» **QUELLTEXT**
# # # # # # #

Date
Mon, 7.4.2025

Categorie
Interview

Text
Sören Ingwersen

Fotos
Thi Thuy Nhi Tran
Swanhild Kruckelmann

Das Kunstlied – Spiegel einer vergangenen Zeit und doch überraschend aktuell. Johannes Worms und Nasti laden ein zu einem Abend, der bekannte und neue Werke aus einer ungewohnten Perspektive betrachtet. Ein kurzer Blick in den Kunstliedkanon offenbart viel über historisch gewachsene, traditionelle Männlichkeiten und binäre Rollenbilder. Viele Lieder repräsentieren ein tief verankertes Bild männlicher Dominanz und Macht – Frauen werden häufig stereotypisiert und herabgewürdigt. Gleichzeitig nutzen Komponist:innen im Kunstlied das Potenzial, starre Rollenvorgaben zu unterwandern und zeigen emotionale Tiefe, Verletzlichkeit und Zärtlichkeit. So öffnen sie einen Raum, in dem Grenzen verwischen und queere Utopien greifbar werden. In einer Mischung aus klassischem Liedgesang, Live-Elektronik und moderierten Einblicken schaffen Johannes Worms und Nasti eine Atmosphäre, die an historische Schubertiaden erinnert: einen intimen Raum des gemeinsamen Hörens und Reflektierens, in dem nicht nur Musik, sondern auch Fragen nach Geschlechterrollen und Normen Platz finden.

Das Interview wurde für das Magazin der TheaterGemeinde Hamburg e.V. geführt und dort veröffentlicht. Das Konzert findet in Kooperation mit TONALi und den TONALiSTEN statt.

# # # # # # #

» **QUELLENMATERIAL**
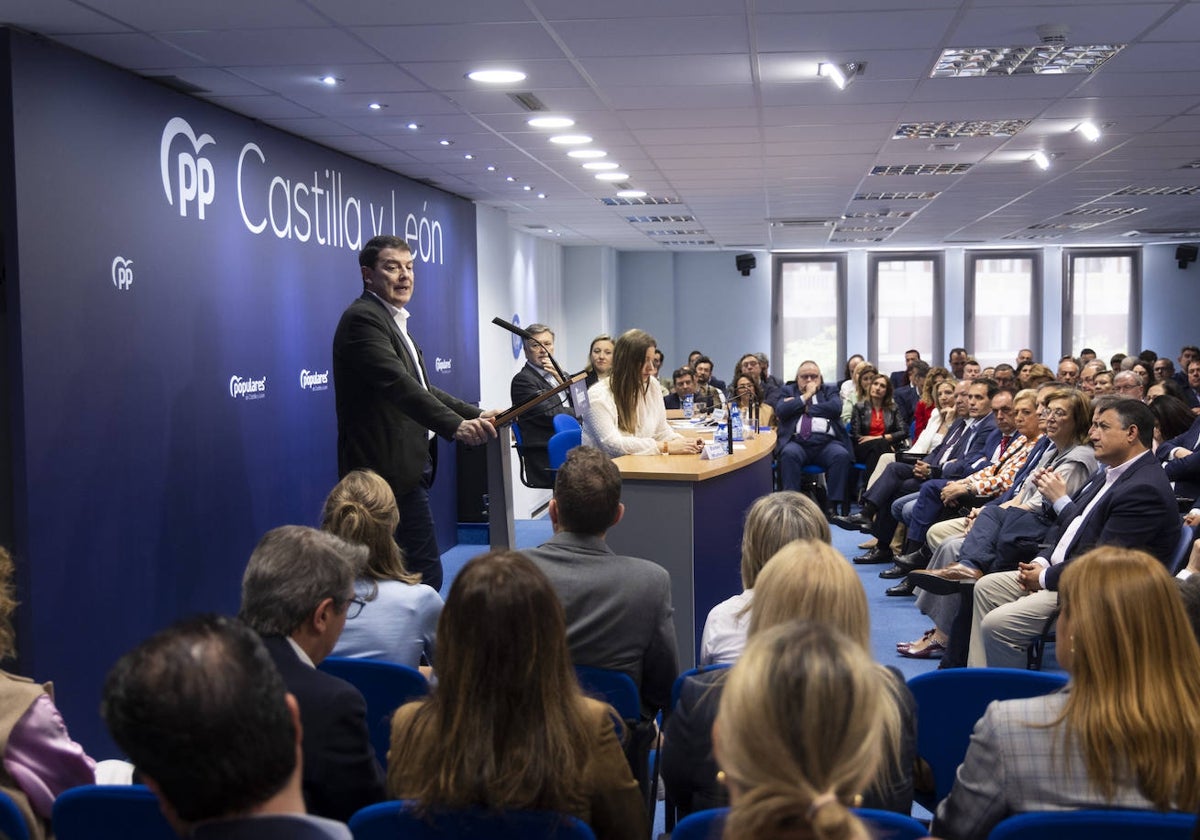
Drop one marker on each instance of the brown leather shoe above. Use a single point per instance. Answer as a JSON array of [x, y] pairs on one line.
[[946, 581]]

# # # # # # #

» **AUFGABE**
Kopiere aus dem Text über das Kunstlied wortgetreu die Passage, die mit „Das Interview wurde“ einsetzt und bis einschließlich „den TONALiSTEN statt.“ reicht. Maßgeblich ist allein der Text über das Kunstlied.

» **LÖSUNG**
Das Interview wurde für das Magazin der TheaterGemeinde Hamburg e.V. geführt und dort veröffentlicht. Das Konzert findet in Kooperation mit TONALi und den TONALiSTEN statt.